--- START Provided information ---

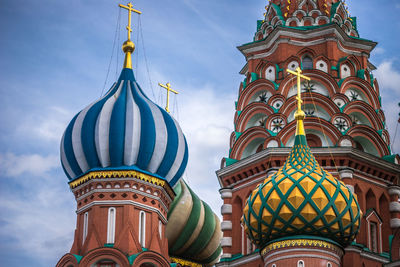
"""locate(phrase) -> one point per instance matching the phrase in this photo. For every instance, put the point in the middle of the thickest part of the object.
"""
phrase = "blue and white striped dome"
(124, 130)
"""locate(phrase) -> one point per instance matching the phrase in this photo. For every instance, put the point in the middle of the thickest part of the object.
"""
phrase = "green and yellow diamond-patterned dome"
(301, 199)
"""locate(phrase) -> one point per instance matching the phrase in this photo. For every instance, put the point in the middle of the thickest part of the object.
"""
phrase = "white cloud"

--- END Provided information ---

Rewrite the listing with every "thickest" changed to "widest" and all other text left the same. Omit the pictures from your answer.

= Response to this task =
"""locate(phrase) -> one point per instance matching the phrase in this photo. For every instance, put the point in the middle of the widest part of the object.
"""
phrase = "blue and white striped dome"
(124, 130)
"""locate(phrase) -> one point per instance matching the phrase in this photo. For every instance, put the point in the middle of the widest part of the object.
"""
phrase = "green and yellow diamond-patterned dome"
(301, 199)
"""locate(phrase) -> one point per instance matching the phrase in this photo. For every instance, put the point in the middle of the widest part of the object.
"""
phrase = "white cloud"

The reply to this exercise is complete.